To-do list:
1. In the forum thread about the neighbor, how long did the neighbor wait before raising the issue?
2. Reproduce the forum thread about the neighbor between "I will try to" and "worth so little.", inclusive.

Quoted passage:
Yes I paid the surveyor's costs, and yes, I initiated reorganising the access and correcting the deeds. As the work went on the neighbour was so delighted the way things were turning out, he employed my digger driver for a few weeks more for his own improvements. He has also waited 3 years before raising this issue, when all the work is completed, and delayed settling the matter by years. I don't think either of us thought of this at the time however, and my solicitor did not highlight it. 

I will try to not let this issue spoil my enjoyment of my lovely home but I have lost all goodwill towards him and he has earned my everlasting antipathy, not that he could care. Sad that good neighbourly relations are worth so little.


----------



## Gerard123 (25 Mar 2016)

Is your only antipathy towards him only in connection with the legal fees?

Information given:
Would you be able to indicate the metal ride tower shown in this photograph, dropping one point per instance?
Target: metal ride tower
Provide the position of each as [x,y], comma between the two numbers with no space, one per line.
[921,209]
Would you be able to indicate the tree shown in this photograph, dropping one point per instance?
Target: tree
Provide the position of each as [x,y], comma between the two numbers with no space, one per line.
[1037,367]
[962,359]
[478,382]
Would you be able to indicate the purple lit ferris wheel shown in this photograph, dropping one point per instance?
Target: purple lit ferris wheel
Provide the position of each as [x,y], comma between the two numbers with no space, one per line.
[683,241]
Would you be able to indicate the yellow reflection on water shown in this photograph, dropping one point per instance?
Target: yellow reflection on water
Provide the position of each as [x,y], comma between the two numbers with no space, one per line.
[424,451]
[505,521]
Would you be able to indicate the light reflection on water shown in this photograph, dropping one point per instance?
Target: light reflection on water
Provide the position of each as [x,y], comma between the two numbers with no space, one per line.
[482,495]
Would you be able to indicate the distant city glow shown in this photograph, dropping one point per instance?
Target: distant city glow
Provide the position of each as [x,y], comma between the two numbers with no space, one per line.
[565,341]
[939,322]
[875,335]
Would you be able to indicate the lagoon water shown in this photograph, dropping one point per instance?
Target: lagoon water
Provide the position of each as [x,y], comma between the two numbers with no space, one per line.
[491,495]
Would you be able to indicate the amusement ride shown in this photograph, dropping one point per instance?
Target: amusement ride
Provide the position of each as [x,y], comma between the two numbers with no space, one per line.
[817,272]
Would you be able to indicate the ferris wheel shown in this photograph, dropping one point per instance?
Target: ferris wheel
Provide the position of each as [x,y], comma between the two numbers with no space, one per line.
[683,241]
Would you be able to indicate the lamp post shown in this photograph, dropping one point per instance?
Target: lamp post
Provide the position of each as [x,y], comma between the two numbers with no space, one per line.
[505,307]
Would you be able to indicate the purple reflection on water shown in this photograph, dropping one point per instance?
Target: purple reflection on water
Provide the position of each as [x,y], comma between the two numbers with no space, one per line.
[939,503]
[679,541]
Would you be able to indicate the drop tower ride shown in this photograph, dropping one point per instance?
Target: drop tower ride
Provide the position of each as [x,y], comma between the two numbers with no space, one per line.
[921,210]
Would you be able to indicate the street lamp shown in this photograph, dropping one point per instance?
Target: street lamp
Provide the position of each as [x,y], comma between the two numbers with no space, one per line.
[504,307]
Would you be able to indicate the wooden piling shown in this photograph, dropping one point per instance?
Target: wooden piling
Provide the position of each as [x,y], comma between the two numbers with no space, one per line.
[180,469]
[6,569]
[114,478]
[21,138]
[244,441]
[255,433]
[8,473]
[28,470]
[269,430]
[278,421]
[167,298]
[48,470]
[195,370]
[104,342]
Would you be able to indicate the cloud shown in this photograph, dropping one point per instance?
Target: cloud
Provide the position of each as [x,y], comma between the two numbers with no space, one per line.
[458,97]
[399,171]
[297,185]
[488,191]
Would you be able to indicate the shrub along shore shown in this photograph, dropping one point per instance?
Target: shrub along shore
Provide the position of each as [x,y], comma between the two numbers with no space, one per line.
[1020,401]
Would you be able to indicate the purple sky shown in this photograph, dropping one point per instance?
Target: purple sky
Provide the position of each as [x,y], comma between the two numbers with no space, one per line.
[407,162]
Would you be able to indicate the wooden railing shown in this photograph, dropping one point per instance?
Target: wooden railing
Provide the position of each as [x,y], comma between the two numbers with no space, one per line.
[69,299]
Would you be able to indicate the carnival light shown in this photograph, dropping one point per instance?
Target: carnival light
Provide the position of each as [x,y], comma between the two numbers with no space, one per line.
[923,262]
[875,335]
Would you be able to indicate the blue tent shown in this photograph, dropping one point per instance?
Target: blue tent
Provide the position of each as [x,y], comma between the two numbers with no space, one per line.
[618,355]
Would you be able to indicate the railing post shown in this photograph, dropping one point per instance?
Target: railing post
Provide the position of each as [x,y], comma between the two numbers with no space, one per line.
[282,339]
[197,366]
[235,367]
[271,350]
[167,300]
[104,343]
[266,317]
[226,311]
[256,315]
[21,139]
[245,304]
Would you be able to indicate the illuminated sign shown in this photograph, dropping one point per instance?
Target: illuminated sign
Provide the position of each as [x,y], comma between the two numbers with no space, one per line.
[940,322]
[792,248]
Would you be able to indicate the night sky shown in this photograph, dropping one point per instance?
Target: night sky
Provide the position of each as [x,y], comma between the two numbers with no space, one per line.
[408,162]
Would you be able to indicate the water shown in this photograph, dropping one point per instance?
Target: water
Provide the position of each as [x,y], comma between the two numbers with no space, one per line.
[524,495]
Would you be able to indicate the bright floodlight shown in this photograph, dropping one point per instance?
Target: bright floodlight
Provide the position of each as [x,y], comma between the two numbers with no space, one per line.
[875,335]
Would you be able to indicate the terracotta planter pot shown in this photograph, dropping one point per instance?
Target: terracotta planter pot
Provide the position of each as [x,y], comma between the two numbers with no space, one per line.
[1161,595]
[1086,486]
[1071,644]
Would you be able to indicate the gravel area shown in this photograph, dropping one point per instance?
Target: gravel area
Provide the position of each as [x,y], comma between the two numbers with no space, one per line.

Results by task:
1. 3 years

2.
I will try to not let this issue spoil my enjoyment of my lovely home but I have lost all goodwill towards him and he has earned my everlasting antipathy, not that he could care. Sad that good neighbourly relations are worth so little.